» À FAIRE
Reprenez le texte sur la caricature et le dessin de presse, et poursuivez-le à partir de sa dernière phrase.

Sur son blog dont nous apprécions généralement la pertinence des analyses et des informations, le spécialiste du dessin de presse actuel ne cache pas sa mauvaise humeur à l’occasion de la
parution d’un numéro de TDC (Textes et documents pour la classe) ayant pour thème « Histoire et Caricature ». Dans son article intitulé "Daumier, un espoir du dessin de presse", un brin moqueur, il se demande s’il n’y aura pas
bientôt plus de spécialistes de la caricature que de dessinateurs eux-mêmes. Effet de rhétorique bien sûr, quand on connaît si bien la pléthore actuelle de prétendants caricaturistes et autres
dessinateurs d’actualité. Tant de dessinateurs sans support, sans vrai moyen d’expression !
Il faut le souligner, une publication pédagogique qui s’intéresse à l’Histoire (c’est le thème central de ce numéro) ne peut se contenter de parler d’aujourd’hui. Sauf à admettre que le XXe
siècle, c’est déjà de la préhistoire, il ne faut pas oublier que le passé est constitué d’un empilement de siècles, de périodes, d’évolutions politiques, économiques, culturelles…
L’argument le plus fort de cette analyse consiste à dire qu’on ne va pas donner le goût du dessin de presse aux jeunes générations si on s’en tient à leur parler de Gillray, de Daumier ou de
l’Assiette au Beurre. Mais aux grandes époques de la caricature et du dessin de presse (donc à des périodes « passées »), aucun pédagogue n’avait pris le soin d’enseigner l’art du dessin
de presse aux rares écoliers (pour le XVIIIe siècle) ou aux plus nombreux bambins vissés sur les bancs de l’école au temps de Jules Ferry. Dans ces temps illustres, la caricature et le dessin de
presse ne se sont pas imposés par la grâce d’un quelconque enseignement, mais bien pour des raisons profondes, liées à l’évolution de la société, à son rapport à l’image, à la politique et au
rire. Les progrès fulgurants de la presse et de l’image satirique imprimée (voir le dernier ouvrage fondamental sur la question publié par Nouveau Monde, La civilisation du journal) se sont
imposés à la société sans que nul ne fournisse les clefs du décodeur.
Il faudrait sans doute justement que notre blogueur analyse pourquoi le dessin de presse a tant reculé de nos jours et pourquoi, dans un siècle, on continuera à consacrer plus de pages et
d’ouvrages à cinq ans de parution de La Caricature (1830-1835) ou à André Gill, plutôt qu’à Siné, Plantu ou Charlie Hebdo (total respect pour les uns et les autres dont nous
apprécions le talent).

» EXTRAIT DES DONNÉES
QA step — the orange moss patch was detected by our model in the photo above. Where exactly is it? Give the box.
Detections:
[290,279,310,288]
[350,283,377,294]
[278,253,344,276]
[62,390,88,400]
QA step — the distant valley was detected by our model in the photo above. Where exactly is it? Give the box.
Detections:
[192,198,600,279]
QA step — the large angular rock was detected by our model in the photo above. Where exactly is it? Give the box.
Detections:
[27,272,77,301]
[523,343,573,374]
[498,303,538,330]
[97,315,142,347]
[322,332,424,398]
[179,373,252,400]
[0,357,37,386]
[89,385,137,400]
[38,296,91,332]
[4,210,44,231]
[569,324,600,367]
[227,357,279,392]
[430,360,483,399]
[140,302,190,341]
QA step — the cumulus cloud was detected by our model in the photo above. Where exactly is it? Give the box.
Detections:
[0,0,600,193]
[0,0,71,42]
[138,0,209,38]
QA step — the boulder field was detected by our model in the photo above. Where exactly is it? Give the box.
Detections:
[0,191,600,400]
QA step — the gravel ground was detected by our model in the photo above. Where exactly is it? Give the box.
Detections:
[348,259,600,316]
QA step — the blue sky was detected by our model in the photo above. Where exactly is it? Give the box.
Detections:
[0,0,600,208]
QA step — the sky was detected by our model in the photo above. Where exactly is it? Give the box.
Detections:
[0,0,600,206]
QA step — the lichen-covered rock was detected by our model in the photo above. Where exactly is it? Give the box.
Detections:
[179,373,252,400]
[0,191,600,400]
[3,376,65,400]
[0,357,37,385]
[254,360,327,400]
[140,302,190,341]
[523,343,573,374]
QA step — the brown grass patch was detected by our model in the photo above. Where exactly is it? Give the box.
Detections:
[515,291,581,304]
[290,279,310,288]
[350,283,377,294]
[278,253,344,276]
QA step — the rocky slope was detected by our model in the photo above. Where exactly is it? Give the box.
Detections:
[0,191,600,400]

» RÉPONSE
Et puis qui, sinon les dessinateurs actuels eux-mêmes, sont les mieux placés pour défendre ce mode d’expression ? Pourquoi faudrait-il accuser les poussiéreux historiens ou l’école, qui ne
feraient pas leur boulot ?
Autant reprocher à un bouc de ne pas produire de lait.
Enfin, il faudrait peut-être attendre de lire la revue avant de se prononcer si sévèrement. Ce numéro comporte une longue introduction sur l’histoire de la caricature, qui ne manque pas de
conclure sur la période actuelle, sur la satire visuelle à la télévision et le rôle d’Internet (le récent attentat subi par Charlie Hebdo est même évoqué !). En plus de l’interview de
Riss (la revue aurait pu s’en tenir à interroger Daumier ou Forain, non ?), certains articles s’intéressent au dessin pendant la Collaboration et même après, en ce qui concerne Jean Effel
(article d’Hélène Duccini). Enfin, un dernier article porte sur un dessinateur anglais actuel (Steve Bell) qui pioche à l'occasion son inspiration dans l'histoire de la caricature afin de
confronter présent et passé...
Pour conclure, disons que les écrits sur la caricature du passé n’enlèvent sans doute strictement rien au dessin de presse actuel. Les responsables sont à chercher ailleurs, dans la frilosité du
temps, dans la frilosité des rédactions des journaux, mais surtout dans le fait que le dessin de presse n’est plus en résonnance avec l’époque actuelle !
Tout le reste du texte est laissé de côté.